Material for this exercise ->

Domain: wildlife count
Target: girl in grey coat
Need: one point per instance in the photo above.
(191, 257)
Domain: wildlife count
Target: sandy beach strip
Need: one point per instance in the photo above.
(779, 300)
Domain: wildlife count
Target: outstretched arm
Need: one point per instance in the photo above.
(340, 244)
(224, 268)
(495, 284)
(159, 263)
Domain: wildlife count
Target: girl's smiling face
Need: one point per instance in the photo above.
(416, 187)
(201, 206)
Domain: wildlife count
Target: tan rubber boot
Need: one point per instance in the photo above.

Task details -> Above are some records. Print them all exactly.

Answer to the exercise ->
Domain: wildlife count
Target: girl in grey coat
Need: one point per instance in the photo above.
(191, 257)
Domain: wildlife count
Target: sandy beach strip
Need: one point per instance in the photo above.
(779, 300)
Domain: wildlife count
Target: outstretched arm
Need: one point per instance in the photo above.
(340, 244)
(224, 268)
(495, 284)
(159, 263)
Domain: wildlife count
Target: girl's smiling face
Need: one point per instance in the photo above.
(416, 187)
(201, 206)
Domain: wildlife count
Target: tan rubber boot
Need: one point per instance in the photo above.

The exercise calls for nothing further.